TASK INSTRUCTIONS:
Please copy all of the data below, swapping every "pick out" for "locate" and keeping everything else the same. Leave the pictures out of your answer.

_____

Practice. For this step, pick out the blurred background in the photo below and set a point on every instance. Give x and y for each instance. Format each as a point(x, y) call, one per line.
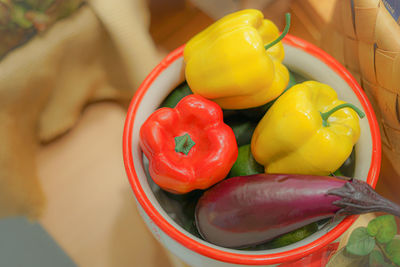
point(68, 69)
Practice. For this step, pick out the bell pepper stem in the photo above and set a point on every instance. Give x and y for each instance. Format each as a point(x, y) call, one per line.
point(326, 115)
point(285, 31)
point(183, 143)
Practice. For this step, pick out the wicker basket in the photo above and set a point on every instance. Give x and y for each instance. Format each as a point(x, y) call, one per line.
point(365, 37)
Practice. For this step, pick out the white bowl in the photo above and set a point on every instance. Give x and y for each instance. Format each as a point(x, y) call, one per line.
point(300, 57)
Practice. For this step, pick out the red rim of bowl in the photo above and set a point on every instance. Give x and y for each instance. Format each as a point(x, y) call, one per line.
point(238, 258)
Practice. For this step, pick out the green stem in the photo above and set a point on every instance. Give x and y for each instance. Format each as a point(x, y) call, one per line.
point(285, 31)
point(184, 143)
point(326, 115)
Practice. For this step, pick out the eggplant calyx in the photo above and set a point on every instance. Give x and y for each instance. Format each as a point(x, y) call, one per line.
point(358, 197)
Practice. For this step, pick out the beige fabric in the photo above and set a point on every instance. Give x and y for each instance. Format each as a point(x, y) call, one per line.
point(101, 52)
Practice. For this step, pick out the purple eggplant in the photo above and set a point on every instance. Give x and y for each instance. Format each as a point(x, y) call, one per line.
point(249, 210)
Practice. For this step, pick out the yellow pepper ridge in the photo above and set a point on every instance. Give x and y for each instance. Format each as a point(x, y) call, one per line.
point(228, 62)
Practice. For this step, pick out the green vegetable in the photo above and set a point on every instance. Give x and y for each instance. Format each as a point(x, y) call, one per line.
point(383, 228)
point(393, 251)
point(242, 127)
point(360, 242)
point(245, 163)
point(293, 236)
point(176, 95)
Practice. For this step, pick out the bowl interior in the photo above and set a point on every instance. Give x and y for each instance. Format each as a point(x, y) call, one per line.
point(298, 61)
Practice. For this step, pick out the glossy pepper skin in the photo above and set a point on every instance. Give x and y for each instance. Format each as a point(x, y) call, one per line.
point(227, 62)
point(291, 137)
point(207, 162)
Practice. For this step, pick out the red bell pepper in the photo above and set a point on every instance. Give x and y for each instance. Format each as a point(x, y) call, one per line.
point(189, 147)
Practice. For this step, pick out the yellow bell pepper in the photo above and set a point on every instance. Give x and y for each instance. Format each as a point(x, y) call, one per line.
point(308, 130)
point(229, 63)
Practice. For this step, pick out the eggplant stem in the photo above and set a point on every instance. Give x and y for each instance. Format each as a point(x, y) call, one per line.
point(358, 197)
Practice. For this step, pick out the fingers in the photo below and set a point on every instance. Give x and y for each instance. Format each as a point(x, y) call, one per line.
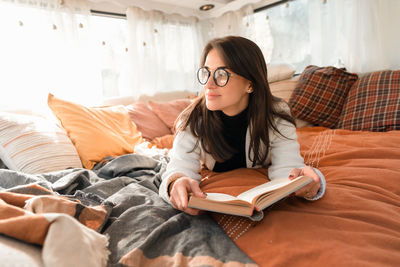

_____

SOLUTION TO THIS TASK:
Practice. For this step, locate the blurred background in the photo below and set a point on every instance. Give x and y for each instance. Format each as a point(x, y) call, one per line.
point(68, 69)
Practice. For this step, locate the bell pepper stem in the photo above and set a point on every instance. Give x and y for each instance. Format each as a point(x, y) call, one per line.
point(326, 115)
point(285, 31)
point(183, 143)
Practice. For this step, locate the wicker basket in the photo above and set a point on every instance. Give x and y for each instance. Format each as a point(x, y) call, one per line.
point(365, 37)
Practice. For this step, locate the white bowl in the photo above and set a point on every instance. Give x and y for each instance. Format each as a point(x, y) call, one per line.
point(300, 57)
Practice. For this step, locate the red rim of bowl in the photo above and set a point on every instance. Give x and y for each instance. Format each as a point(x, y) call, one per line.
point(238, 258)
Practice. For this step, locate the green stem in the photo above and set a point on every instance. Give x and y for each instance. Format each as a point(x, y) call, one per line.
point(285, 31)
point(184, 143)
point(326, 115)
Practice. For this step, locate the eggplant calyx in the photo above and set a point on every instance. Give x and y for each instance. Format each as a point(x, y) call, one per line.
point(358, 197)
Practice. For this step, locate the beige fabric in the photo above and set a point on every instance. Give x and y for each instance. Format each as a point(x, y) call, one per line.
point(101, 52)
Practice. For this step, locate the purple eggplant in the photo above and set a point on every instance. Give x and y for each instance. Format each as a point(x, y) call, one per line.
point(249, 210)
Practice. For this step, locate the yellow pepper ridge in the photo above and set a point on every instance. Give x and y for each instance. Format each as a point(x, y) call, one per line.
point(228, 62)
Practice. For this step, locate the green vegetable in the photo above and set a point on every instance. Give x and y for each instance. Format each as a point(x, y) call, one per line.
point(383, 228)
point(393, 251)
point(242, 127)
point(360, 242)
point(245, 163)
point(293, 236)
point(176, 95)
Practice. For this step, locate the bowl interior in the photo above and set a point on every instance. Give x and y for each instance. Format each as a point(x, y) call, one per line.
point(298, 61)
Practice. For this step, locate the glossy pepper skin in the photo above and set a point on every instance. Give x and y for each instance. Format each as a point(x, y) call, one per line.
point(227, 62)
point(291, 137)
point(207, 162)
Practice. For this step, locate the red bell pepper in the photo above and set a point on every instance. Give x and y for each instance. Format each as a point(x, y) call, one per line.
point(189, 147)
Practice. For this step, locate the yellow bell pepper in the photo above and set a point on every instance. Give x and y for each instance. Format each as a point(x, y) call, one per line.
point(308, 130)
point(229, 63)
Practice. For this step, locate the eggplant stem in the photo above and set a point on every instance. Give x and y for each instance. Format each as a point(x, y) call, one per line.
point(358, 197)
Practice. For this step, locate the fingers in the photo below and set a point on every instance. Give x and y for each instance. Format each as a point(x, y) call, one per line.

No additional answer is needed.